• **Do this**: Render the listing below as a numbered list, skipping blank lines and leaving the pictures out of your answer.

• **Given records**:
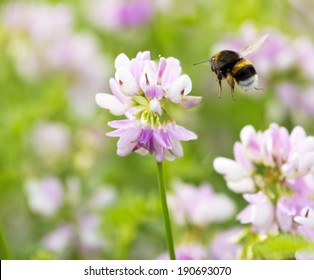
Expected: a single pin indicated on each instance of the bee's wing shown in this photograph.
(253, 47)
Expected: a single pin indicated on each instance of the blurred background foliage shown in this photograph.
(51, 128)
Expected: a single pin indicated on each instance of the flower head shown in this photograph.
(199, 206)
(141, 90)
(274, 169)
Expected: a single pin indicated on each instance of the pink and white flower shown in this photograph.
(141, 89)
(290, 156)
(259, 212)
(199, 205)
(306, 222)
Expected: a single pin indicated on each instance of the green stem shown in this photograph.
(162, 189)
(4, 250)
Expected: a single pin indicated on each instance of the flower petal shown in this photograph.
(114, 86)
(111, 103)
(122, 61)
(180, 87)
(126, 81)
(155, 106)
(180, 133)
(245, 185)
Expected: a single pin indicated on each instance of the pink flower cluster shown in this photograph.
(142, 89)
(47, 197)
(199, 205)
(275, 171)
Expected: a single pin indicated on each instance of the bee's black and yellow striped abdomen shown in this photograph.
(243, 70)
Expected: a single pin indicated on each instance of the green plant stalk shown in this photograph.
(162, 190)
(4, 249)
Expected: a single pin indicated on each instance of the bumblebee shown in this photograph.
(231, 65)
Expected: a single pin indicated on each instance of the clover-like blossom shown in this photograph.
(274, 155)
(275, 171)
(225, 246)
(46, 197)
(141, 90)
(259, 212)
(199, 205)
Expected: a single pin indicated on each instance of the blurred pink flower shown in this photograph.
(306, 222)
(81, 232)
(46, 196)
(120, 14)
(53, 47)
(290, 156)
(199, 205)
(141, 88)
(188, 252)
(225, 246)
(277, 168)
(58, 240)
(259, 212)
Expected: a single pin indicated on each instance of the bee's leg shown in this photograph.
(219, 78)
(220, 88)
(230, 81)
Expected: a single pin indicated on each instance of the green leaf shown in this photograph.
(280, 247)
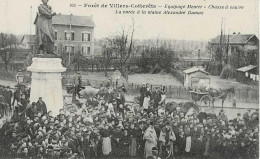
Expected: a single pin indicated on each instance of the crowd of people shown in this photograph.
(109, 127)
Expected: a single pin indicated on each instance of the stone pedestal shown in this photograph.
(46, 82)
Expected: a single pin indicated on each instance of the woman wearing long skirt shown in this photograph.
(133, 143)
(146, 101)
(106, 141)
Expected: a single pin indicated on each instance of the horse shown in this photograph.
(222, 94)
(185, 106)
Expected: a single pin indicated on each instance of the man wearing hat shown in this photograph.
(17, 94)
(150, 138)
(41, 106)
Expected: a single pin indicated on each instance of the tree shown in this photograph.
(8, 47)
(107, 54)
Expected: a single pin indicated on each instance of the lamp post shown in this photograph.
(19, 77)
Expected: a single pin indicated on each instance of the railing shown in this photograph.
(180, 92)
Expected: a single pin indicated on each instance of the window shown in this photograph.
(85, 36)
(69, 36)
(55, 35)
(86, 50)
(69, 49)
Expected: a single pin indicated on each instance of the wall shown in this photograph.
(195, 74)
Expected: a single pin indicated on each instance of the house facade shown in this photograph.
(29, 42)
(74, 34)
(237, 49)
(196, 77)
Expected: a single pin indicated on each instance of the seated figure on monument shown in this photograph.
(44, 31)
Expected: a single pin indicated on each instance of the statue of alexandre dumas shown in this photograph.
(44, 30)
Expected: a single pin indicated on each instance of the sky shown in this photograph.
(15, 18)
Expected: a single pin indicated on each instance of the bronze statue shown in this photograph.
(44, 31)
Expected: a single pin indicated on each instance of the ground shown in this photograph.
(167, 79)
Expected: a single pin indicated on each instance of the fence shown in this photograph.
(174, 92)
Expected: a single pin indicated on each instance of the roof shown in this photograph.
(28, 38)
(195, 69)
(246, 68)
(61, 19)
(233, 39)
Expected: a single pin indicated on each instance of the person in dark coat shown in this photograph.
(31, 111)
(41, 107)
(156, 98)
(17, 95)
(142, 93)
(202, 115)
(8, 95)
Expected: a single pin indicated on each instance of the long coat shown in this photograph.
(151, 141)
(41, 107)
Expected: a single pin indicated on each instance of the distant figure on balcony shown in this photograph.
(44, 31)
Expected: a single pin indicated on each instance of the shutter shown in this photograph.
(88, 36)
(88, 50)
(72, 36)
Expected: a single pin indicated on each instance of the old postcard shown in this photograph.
(143, 79)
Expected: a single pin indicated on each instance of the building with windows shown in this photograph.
(28, 42)
(74, 34)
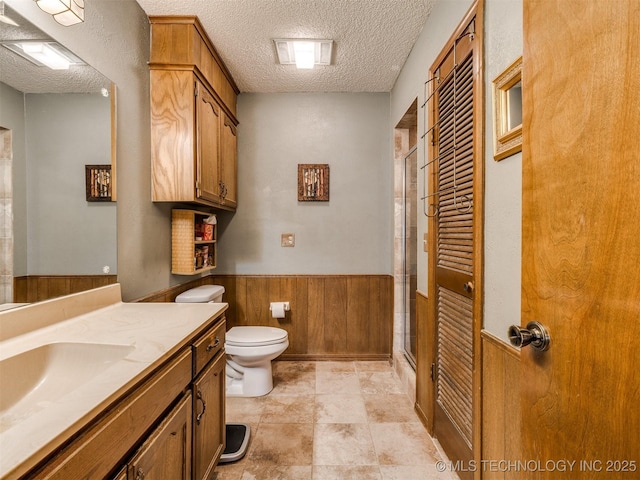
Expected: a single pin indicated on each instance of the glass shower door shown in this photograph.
(410, 253)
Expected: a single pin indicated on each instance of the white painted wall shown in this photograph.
(350, 234)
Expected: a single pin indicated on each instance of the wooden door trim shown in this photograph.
(477, 10)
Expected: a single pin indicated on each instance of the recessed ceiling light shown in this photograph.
(44, 53)
(4, 18)
(303, 53)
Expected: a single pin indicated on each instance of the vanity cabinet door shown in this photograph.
(208, 418)
(167, 452)
(122, 475)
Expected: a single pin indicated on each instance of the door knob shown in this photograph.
(535, 334)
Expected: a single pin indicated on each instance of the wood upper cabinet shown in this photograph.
(193, 123)
(208, 159)
(229, 162)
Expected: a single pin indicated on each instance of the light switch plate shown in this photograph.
(288, 240)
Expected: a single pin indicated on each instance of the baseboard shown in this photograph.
(335, 357)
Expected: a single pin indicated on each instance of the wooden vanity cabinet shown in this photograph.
(172, 426)
(208, 391)
(167, 452)
(193, 124)
(209, 427)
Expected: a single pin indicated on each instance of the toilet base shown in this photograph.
(237, 442)
(255, 381)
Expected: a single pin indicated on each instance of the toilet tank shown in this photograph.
(202, 294)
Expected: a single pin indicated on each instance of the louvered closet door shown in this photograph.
(452, 247)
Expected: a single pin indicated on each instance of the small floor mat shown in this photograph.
(237, 442)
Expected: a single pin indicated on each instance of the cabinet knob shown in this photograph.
(213, 345)
(204, 407)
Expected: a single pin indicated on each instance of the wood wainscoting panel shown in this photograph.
(36, 288)
(500, 408)
(331, 316)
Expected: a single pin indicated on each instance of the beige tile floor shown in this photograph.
(332, 421)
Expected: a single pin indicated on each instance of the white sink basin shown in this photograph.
(34, 379)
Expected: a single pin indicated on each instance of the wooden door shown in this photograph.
(581, 237)
(209, 428)
(455, 173)
(208, 115)
(167, 453)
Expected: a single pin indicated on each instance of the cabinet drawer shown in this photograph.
(208, 346)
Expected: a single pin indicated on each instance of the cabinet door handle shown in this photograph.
(214, 345)
(204, 407)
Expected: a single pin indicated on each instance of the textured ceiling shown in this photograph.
(26, 77)
(372, 39)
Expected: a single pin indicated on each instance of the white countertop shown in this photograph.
(154, 330)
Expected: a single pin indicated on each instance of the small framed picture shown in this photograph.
(98, 183)
(313, 182)
(507, 112)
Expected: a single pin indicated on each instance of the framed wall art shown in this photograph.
(98, 183)
(507, 111)
(313, 182)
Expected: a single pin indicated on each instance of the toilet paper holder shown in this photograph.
(278, 309)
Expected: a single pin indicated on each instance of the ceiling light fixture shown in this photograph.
(48, 54)
(304, 53)
(4, 18)
(65, 12)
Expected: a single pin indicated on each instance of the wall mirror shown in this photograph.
(507, 111)
(52, 124)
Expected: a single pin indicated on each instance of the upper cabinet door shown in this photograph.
(229, 162)
(208, 182)
(193, 124)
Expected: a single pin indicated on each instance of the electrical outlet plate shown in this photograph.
(288, 240)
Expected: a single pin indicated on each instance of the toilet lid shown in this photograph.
(255, 336)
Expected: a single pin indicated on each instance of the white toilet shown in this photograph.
(249, 354)
(249, 349)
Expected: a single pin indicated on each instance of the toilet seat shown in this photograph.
(252, 336)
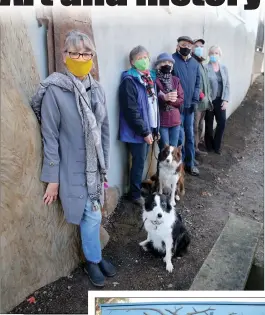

• **Solution**:
1. Expected: a single pin indicated on each instance of the bee's wing shown in this photograph.
2. (253, 47)
3. Expected: a single pin indicated on each instance of the blurred background foliage shown in this photograph.
4. (51, 128)
5. Expected: a single pin indicated on each instance of the flower head shown in this photograph.
6. (199, 206)
7. (141, 90)
8. (274, 169)
9. Expected: a single pin indicated on each instance of the pink and white flower shown in this photograph.
10. (141, 89)
11. (290, 156)
12. (259, 212)
13. (199, 205)
14. (306, 222)
15. Expected: a single pin indicated on each instance of the green stem shown in this photograph.
16. (162, 189)
17. (4, 250)
18. Expected: a single pin indicated on each instance of the flower petal shown in this photograph.
19. (114, 86)
20. (111, 103)
21. (122, 61)
22. (180, 87)
23. (126, 81)
24. (155, 106)
25. (180, 133)
26. (245, 185)
27. Expected: a single pin indicated on each instance of the pink flower cluster shown in this photograph.
28. (142, 89)
29. (47, 197)
30. (199, 205)
31. (275, 171)
32. Expected: a single pin indicated on each instance of the bee's black and yellow striped abdomen shown in this photograph.
33. (243, 70)
34. Expected: a single pin indicated on each instance of the green plant stalk shown in this photograph.
35. (162, 190)
36. (4, 249)
37. Expected: a single pin indicated on each instance of the bumblebee shown in this photograph.
38. (231, 65)
39. Expected: a single pin indicated on each instance of the clover-like blossom shown in this photograph.
40. (274, 155)
41. (275, 171)
42. (225, 246)
43. (46, 197)
44. (141, 90)
45. (259, 212)
46. (199, 205)
47. Expected: a single pin indicated on each instance of the blurred pink flower shown in this photograph.
48. (306, 222)
49. (81, 232)
50. (46, 196)
51. (120, 14)
52. (53, 47)
53. (290, 156)
54. (199, 205)
55. (141, 88)
56. (188, 252)
57. (225, 246)
58. (277, 168)
59. (58, 240)
60. (259, 212)
61. Expected: a single pin indicated on each instance of the bee's leg shown in this photograph.
62. (219, 78)
63. (220, 88)
64. (230, 81)
65. Expected: a single pin indicated on each instance of the green leaf shown in this photograph.
66. (280, 247)
67. Expected: a single pin indicated on each instance of the crowd of people shown in this photograph.
68. (109, 127)
69. Expected: a single pin indicated on each instance of the stone pedestal shown in this photograph.
70. (46, 82)
71. Expected: a single pin indicated on each instance of the woman wearing long skirt shown in this photograph.
72. (133, 143)
73. (146, 101)
74. (106, 141)
75. Expected: a single pin indicated on each instance of the horse shown in this photograph.
76. (222, 94)
77. (185, 106)
78. Expected: a single pin indicated on each instance of the man wearing hat shown in this photograph.
79. (17, 94)
80. (150, 138)
81. (41, 106)
82. Expected: a single pin indicated on each instance of the tree shown in this photograph.
83. (8, 47)
84. (107, 54)
85. Expected: a single pin indicated on each instance of the lamp post shown in this photograph.
86. (19, 77)
87. Expected: a single pin indicated on each instance of the railing shown in this photograph.
88. (180, 92)
89. Expected: a single pin indicated on each instance of the window shown in this photograph.
90. (85, 36)
91. (69, 36)
92. (55, 35)
93. (86, 50)
94. (69, 49)
95. Expected: a single pin indicated on each instance of the wall shown in this photograph.
96. (195, 74)
97. Expected: a single pin indicated on each instance of the house facade shown in this photograph.
98. (29, 42)
99. (74, 34)
100. (237, 49)
101. (196, 77)
102. Expected: a single pin indicated on each instance of the seated figure on monument shown in this photograph.
103. (44, 31)
104. Expected: a single pin indicated on each instance of the statue of alexandre dumas shown in this photograph.
105. (44, 30)
106. Expected: a single pin indicated on each instance of the sky shown in this photograph.
107. (15, 18)
108. Expected: a single pin indicated on each instance of the bronze statue shown in this photograph.
109. (44, 31)
110. Expected: a single pin indicated on each instance of the ground shown in this photograph.
111. (167, 79)
112. Expected: a single pin indicated on each instance of the fence shown in this photograph.
113. (174, 92)
114. Expected: a single pin indicated on each instance of the roof shown in this photograph.
115. (28, 38)
116. (195, 69)
117. (246, 68)
118. (61, 19)
119. (233, 39)
120. Expected: a single pin indicated on each instance of the person in dark coat shown in this photograph.
121. (31, 111)
122. (41, 107)
123. (156, 98)
124. (17, 95)
125. (142, 93)
126. (202, 115)
127. (8, 95)
128. Expected: a single pin indicated on each instance of the long coat shown in this photograph.
129. (151, 141)
130. (41, 107)
131. Expected: a single pin indicated on each instance of the distant figure on balcony shown in this photograph.
132. (44, 31)
133. Expected: a single pin indicated on each instance of the shutter shown in this photograph.
134. (88, 36)
135. (88, 50)
136. (72, 36)
137. Expected: a single pin indicated on each instance of the old postcard shown in this photograph.
138. (143, 79)
139. Expected: a single pin indicated on each instance of the building with windows shown in this photograph.
140. (28, 42)
141. (74, 34)
142. Expected: a single pin indicated on each instance of the glass shower door shown in this photograph.
143. (410, 253)
144. Expected: a single pin indicated on each instance of the white painted wall shown in this photograph.
145. (350, 234)
146. Expected: a single pin indicated on each instance of the wooden door trim shown in this photograph.
147. (477, 10)
148. Expected: a single pin indicated on each instance of the recessed ceiling light shown in this photograph.
149. (44, 53)
150. (4, 18)
151. (303, 53)
152. Expected: a single pin indicated on each instance of the vanity cabinet door shown in this photograph.
153. (208, 418)
154. (167, 452)
155. (122, 475)
156. Expected: a single pin indicated on each instance of the door knob shown in this photograph.
157. (535, 334)
158. Expected: a single pin indicated on each instance of the wood upper cabinet shown in this photograph.
159. (193, 123)
160. (208, 159)
161. (229, 162)
162. Expected: a single pin indicated on each instance of the light switch plate shown in this photograph.
163. (288, 240)
164. Expected: a single pin indicated on each instance of the baseboard shown in this photograph.
165. (335, 357)
166. Expected: a single pin indicated on each instance of the wooden vanity cabinet shown in this photograph.
167. (172, 426)
168. (208, 391)
169. (167, 452)
170. (193, 124)
171. (209, 427)
172. Expected: a single pin indicated on each instance of the toilet base shown in this photograph.
173. (237, 442)
174. (255, 381)
175. Expected: a single pin indicated on each instance of the toilet tank shown in this photograph.
176. (202, 294)
177. Expected: a single pin indicated on each instance of the louvered closet door shown in this photograph.
178. (452, 247)
179. Expected: a single pin indicated on each instance of the small floor mat shown in this photograph.
180. (237, 442)
181. Expected: a single pin indicated on each instance of the cabinet knob shown in this photograph.
182. (213, 345)
183. (204, 407)
184. Expected: a single pin indicated on each instance of the wood wainscoting panel shown in this photograph.
185. (36, 288)
186. (500, 408)
187. (331, 316)
188. Expected: a single pin indicated on each instance of the beige tile floor shown in this photograph.
189. (332, 421)
190. Expected: a single pin indicated on each instance of the white sink basin shown in this photograph.
191. (34, 379)
192. Expected: a single pin indicated on each instance of the wooden door shown in this photograph.
193. (581, 237)
194. (209, 428)
195. (455, 173)
196. (208, 115)
197. (167, 453)
198. Expected: a single pin indicated on each instance of the cabinet drawer shown in this photograph.
199. (208, 346)
200. Expected: a single pin indicated on each instance of the cabinet door handle shown in this photograph.
201. (214, 345)
202. (204, 407)
203. Expected: a single pin indicated on each instance of the textured ceiling shown in this photograph.
204. (26, 77)
205. (372, 39)
206. Expected: a single pin indicated on each instance of the white countertop shown in this photograph.
207. (154, 330)
208. Expected: a single pin indicated on each instance of the small framed picture shown in this photograph.
209. (98, 183)
210. (313, 182)
211. (507, 112)
212. Expected: a single pin indicated on each instance of the framed wall art shown in this photograph.
213. (98, 183)
214. (507, 111)
215. (313, 182)
216. Expected: a single pin indicated on each instance of the toilet paper holder shown in this photograph.
217. (278, 309)
218. Expected: a single pin indicated on each instance of the ceiling light fixture shown in this photograph.
219. (48, 54)
220. (304, 53)
221. (4, 18)
222. (65, 12)
223. Expected: a single pin indicated on each instance of the wall mirror shown in this photograph.
224. (507, 111)
225. (52, 124)
226. Expected: a single pin indicated on each instance of the upper cabinet door shown in this photograph.
227. (229, 162)
228. (208, 182)
229. (193, 124)
230. Expected: a single pin indicated on each instance of the electrical outlet plate shown in this photograph.
231. (288, 240)
232. Expected: a single pin indicated on each instance of the toilet lid shown in this photograph.
233. (255, 336)
234. Expected: a single pin indicated on each instance of the white toilet shown in this photograph.
235. (249, 354)
236. (249, 349)
237. Expected: a single pin indicated on each instance of the toilet seat shown in this photograph.
238. (252, 336)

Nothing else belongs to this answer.